» TASK LIST:
[1] Decide whether each statement below agrees with the excerpt on interactive-predictive captioning, and answer yes or no for each, quoting the words of the text that decide it. (a) Typing only the character "u" was enough for the system to produce the clause "under a." (b) Post-editing the caption in a static way would have required deleting 23 characters. (c) The interactive-predictive pattern recognition framework has mainly been applied to speech recognition.
[2] Carry on the excerpt on interactive-predictive captioning from its last sentence, keeping its style and subject.

» EXCERPTED TEXT:
┄┄┄┄┄┄┄┄┄┄┄┄┄┄┄┄┄┄┄┄

3.2 Qualitative Analysis and Discussion

We show and analyze an image captioning example. Other examples for the machine translation and video captioning tasks are alike. The example is taken from our multimodal showcase and shown in Fig. 2.

We can see that the caption generated by the system (at iteration 0) has an error. The user wants to indicate that the people are sitting on a bench. Hence, the feedback introduced is the character “b”. The system is able to properly complete the word “bench”, with this single interaction. The same happens when the user wants to introduce the clause “under a”. With only typing the character “u”, the system generates this clause. Finally, it is interesting to observe the behavior of the last interaction. The user introduced the character “n” to the word “a”. Hence, the next word must start with a vowel. The system is able to properly account for this concordance and generates the word “umbrella”. We observe that the systems also handle correctly other concordances, such as singular/plural clauses.

Fig. 2.
figure 2

Interactive-predictive session example, for correcting the caption generated for the image. At each iteration, the user introduces a character correction (boxed). The system modifies its hypothesis, taking into account this feedback: keeping the correct prefix (green) and generating a compatible suffix. Post-editing this sample in a static way, would have required the deletion of 4 characters and the addition of 23 characters (Color figure online)

4 Related Work

Neural sequence to sequence learning has been a widely studied topic since its reintroduction, framed to the deep learning era [9, 30]. As stated above, neural machine translation [2, 34] has meant a revolution in the field. Nowadays, these systems are standard in research and industry. In addition to machine translation, different tasks have been tackled following this approach: speech recognition [5], speech translation [14], syntactic parsing [35], or the already discussed image and video captioning [23, 37, 38].

Regarding the interactive-predictive pattern recognition framework, it has been mainly applied to machine translation. The addition of interactive protocols for fostering the productivity of translation environments have been studied for long time, for phrase-based models [3, 10] and neural machine translation systems [16, 26].

The interactive-predictive approach has been also previously generalized for tackling other tasks, involving multimodal signals. This is the case of the interactive transcription of handwritten text documents [32], layout detection [28], among others [33]. None of these works however, involved fully end-to-end neural multimodal systems.

┄┄┄┄┄┄┄┄┄┄┄┄┄┄┄┄┄┄┄┄

» Point-per-instance localization data:
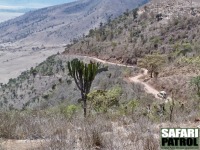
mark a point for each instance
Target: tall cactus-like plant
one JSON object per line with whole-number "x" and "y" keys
{"x": 83, "y": 75}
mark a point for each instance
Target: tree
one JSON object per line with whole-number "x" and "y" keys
{"x": 152, "y": 63}
{"x": 101, "y": 100}
{"x": 83, "y": 75}
{"x": 195, "y": 81}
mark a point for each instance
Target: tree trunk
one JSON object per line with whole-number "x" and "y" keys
{"x": 151, "y": 74}
{"x": 84, "y": 98}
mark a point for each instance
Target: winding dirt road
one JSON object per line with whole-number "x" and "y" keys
{"x": 35, "y": 144}
{"x": 136, "y": 79}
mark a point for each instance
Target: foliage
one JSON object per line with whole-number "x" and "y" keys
{"x": 153, "y": 63}
{"x": 69, "y": 111}
{"x": 101, "y": 101}
{"x": 83, "y": 75}
{"x": 195, "y": 81}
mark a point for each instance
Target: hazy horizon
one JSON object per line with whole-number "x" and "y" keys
{"x": 12, "y": 8}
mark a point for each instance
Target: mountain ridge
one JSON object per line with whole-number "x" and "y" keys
{"x": 66, "y": 21}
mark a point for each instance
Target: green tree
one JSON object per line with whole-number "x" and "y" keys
{"x": 195, "y": 81}
{"x": 101, "y": 100}
{"x": 83, "y": 75}
{"x": 153, "y": 63}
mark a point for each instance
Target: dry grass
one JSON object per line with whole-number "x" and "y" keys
{"x": 103, "y": 131}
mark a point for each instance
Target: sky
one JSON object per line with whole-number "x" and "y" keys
{"x": 13, "y": 8}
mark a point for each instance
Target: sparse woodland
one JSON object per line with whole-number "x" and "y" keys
{"x": 45, "y": 102}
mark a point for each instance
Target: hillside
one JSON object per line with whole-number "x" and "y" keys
{"x": 29, "y": 39}
{"x": 125, "y": 39}
{"x": 168, "y": 28}
{"x": 159, "y": 39}
{"x": 57, "y": 25}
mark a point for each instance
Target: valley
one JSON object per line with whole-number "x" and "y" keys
{"x": 78, "y": 82}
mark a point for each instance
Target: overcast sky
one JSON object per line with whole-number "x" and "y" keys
{"x": 13, "y": 8}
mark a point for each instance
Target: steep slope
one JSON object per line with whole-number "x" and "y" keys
{"x": 169, "y": 28}
{"x": 29, "y": 39}
{"x": 58, "y": 24}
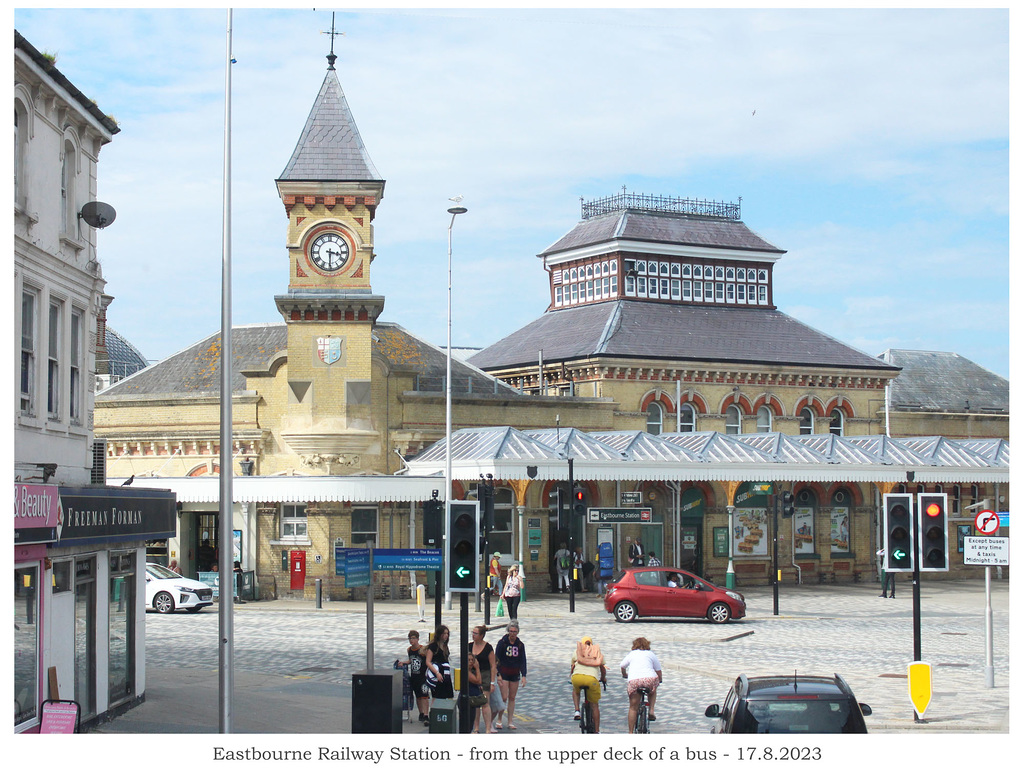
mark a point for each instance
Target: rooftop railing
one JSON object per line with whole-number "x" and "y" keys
{"x": 659, "y": 204}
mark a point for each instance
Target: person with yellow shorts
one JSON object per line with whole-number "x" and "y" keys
{"x": 587, "y": 670}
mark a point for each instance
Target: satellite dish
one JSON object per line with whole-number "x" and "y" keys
{"x": 97, "y": 214}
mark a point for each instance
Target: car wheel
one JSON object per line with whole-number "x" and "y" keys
{"x": 626, "y": 611}
{"x": 164, "y": 603}
{"x": 719, "y": 613}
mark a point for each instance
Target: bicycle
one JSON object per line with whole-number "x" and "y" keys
{"x": 587, "y": 710}
{"x": 643, "y": 713}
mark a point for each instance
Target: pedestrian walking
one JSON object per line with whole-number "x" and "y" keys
{"x": 510, "y": 657}
{"x": 495, "y": 569}
{"x": 416, "y": 659}
{"x": 563, "y": 563}
{"x": 438, "y": 665}
{"x": 484, "y": 655}
{"x": 636, "y": 552}
{"x": 512, "y": 593}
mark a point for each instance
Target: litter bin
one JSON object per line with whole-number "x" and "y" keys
{"x": 377, "y": 702}
{"x": 443, "y": 717}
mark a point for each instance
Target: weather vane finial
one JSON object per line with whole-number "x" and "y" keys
{"x": 332, "y": 56}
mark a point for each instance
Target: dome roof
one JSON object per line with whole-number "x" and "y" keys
{"x": 123, "y": 356}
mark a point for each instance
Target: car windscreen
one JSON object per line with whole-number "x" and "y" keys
{"x": 162, "y": 573}
{"x": 802, "y": 716}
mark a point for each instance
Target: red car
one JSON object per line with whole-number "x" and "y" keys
{"x": 662, "y": 591}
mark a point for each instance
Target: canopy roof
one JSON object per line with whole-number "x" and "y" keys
{"x": 506, "y": 453}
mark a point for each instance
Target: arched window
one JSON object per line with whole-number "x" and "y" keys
{"x": 500, "y": 535}
{"x": 733, "y": 420}
{"x": 655, "y": 418}
{"x": 68, "y": 169}
{"x": 687, "y": 418}
{"x": 836, "y": 422}
{"x": 806, "y": 421}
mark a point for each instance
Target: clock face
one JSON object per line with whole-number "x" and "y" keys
{"x": 329, "y": 251}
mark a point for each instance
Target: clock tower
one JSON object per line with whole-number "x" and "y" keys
{"x": 331, "y": 190}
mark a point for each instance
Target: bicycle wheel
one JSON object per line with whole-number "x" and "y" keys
{"x": 642, "y": 721}
{"x": 586, "y": 718}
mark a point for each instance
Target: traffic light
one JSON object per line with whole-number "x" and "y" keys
{"x": 461, "y": 547}
{"x": 932, "y": 539}
{"x": 579, "y": 502}
{"x": 432, "y": 523}
{"x": 787, "y": 506}
{"x": 897, "y": 533}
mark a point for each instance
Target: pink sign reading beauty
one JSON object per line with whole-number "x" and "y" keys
{"x": 37, "y": 513}
{"x": 59, "y": 717}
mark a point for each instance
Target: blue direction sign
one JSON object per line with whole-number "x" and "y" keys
{"x": 353, "y": 564}
{"x": 408, "y": 560}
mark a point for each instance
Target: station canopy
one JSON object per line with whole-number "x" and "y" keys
{"x": 508, "y": 454}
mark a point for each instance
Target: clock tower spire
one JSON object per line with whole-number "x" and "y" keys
{"x": 330, "y": 188}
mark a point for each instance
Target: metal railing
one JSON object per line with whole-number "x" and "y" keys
{"x": 659, "y": 204}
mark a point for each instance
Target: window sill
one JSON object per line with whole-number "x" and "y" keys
{"x": 67, "y": 241}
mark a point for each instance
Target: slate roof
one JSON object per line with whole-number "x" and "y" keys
{"x": 330, "y": 146}
{"x": 678, "y": 332}
{"x": 934, "y": 381}
{"x": 673, "y": 228}
{"x": 123, "y": 357}
{"x": 196, "y": 371}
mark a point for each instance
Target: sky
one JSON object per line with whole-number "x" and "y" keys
{"x": 870, "y": 144}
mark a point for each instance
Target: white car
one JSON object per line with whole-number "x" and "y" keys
{"x": 167, "y": 591}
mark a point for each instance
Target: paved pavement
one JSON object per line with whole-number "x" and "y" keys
{"x": 293, "y": 662}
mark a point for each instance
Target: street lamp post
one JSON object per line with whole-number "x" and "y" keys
{"x": 730, "y": 573}
{"x": 455, "y": 211}
{"x": 464, "y": 602}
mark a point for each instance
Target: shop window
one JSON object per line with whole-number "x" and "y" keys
{"x": 30, "y": 335}
{"x": 687, "y": 418}
{"x": 364, "y": 525}
{"x": 26, "y": 644}
{"x": 500, "y": 535}
{"x": 293, "y": 522}
{"x": 53, "y": 359}
{"x": 655, "y": 418}
{"x": 733, "y": 420}
{"x": 836, "y": 423}
{"x": 806, "y": 421}
{"x": 121, "y": 644}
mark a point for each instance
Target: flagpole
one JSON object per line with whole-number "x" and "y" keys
{"x": 225, "y": 533}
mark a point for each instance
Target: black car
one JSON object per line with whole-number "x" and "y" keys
{"x": 790, "y": 704}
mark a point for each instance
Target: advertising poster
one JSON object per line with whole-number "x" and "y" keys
{"x": 750, "y": 532}
{"x": 840, "y": 529}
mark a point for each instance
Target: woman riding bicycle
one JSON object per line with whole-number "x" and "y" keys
{"x": 586, "y": 670}
{"x": 641, "y": 669}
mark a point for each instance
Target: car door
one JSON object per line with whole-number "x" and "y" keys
{"x": 689, "y": 599}
{"x": 651, "y": 595}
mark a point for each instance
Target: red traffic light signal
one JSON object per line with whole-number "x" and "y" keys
{"x": 933, "y": 543}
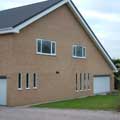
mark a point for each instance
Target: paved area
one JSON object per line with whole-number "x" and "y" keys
{"x": 50, "y": 114}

┄┄┄┄┄┄┄┄┄┄┄┄┄┄┄┄┄┄┄┄

» SOLVED PROBLEMS:
[1]
(a) Yes: "With only typing the character “u”, the system generates this clause."
(b) No: "would have required the deletion of 4 characters and the addition of 23 characters"
(c) No: "it has been mainly applied to machine translation."

[2]
5 Conclusions and Future Work

In this work, we empirically demonstrated the capabilities of the interactive-predictive framework applied to multimodal, neural sequence-to-sequence systems. We tackled a variety of tasks, using two state-of-the-art models and, in all cases, the interactive-predictive systems were able to decrease the human effort required for correcting the outputs of the system. We obtained savings of approximately a \(50\%\). We also analyzed these systems through an online demo website. We released all source code developed.

These encouraging results open several avenues for future research. The construction of multimodal, interactive-predictive systems allow the application of this framework to other structured prediction tasks, e.g. tables to text. More precisely, this framework is directly applicable to the automatic report of medical images or to the automatic generation of life-loggers. In addition to an end application, these tools can be used by human annotators, for creating datasets on a more efficient way.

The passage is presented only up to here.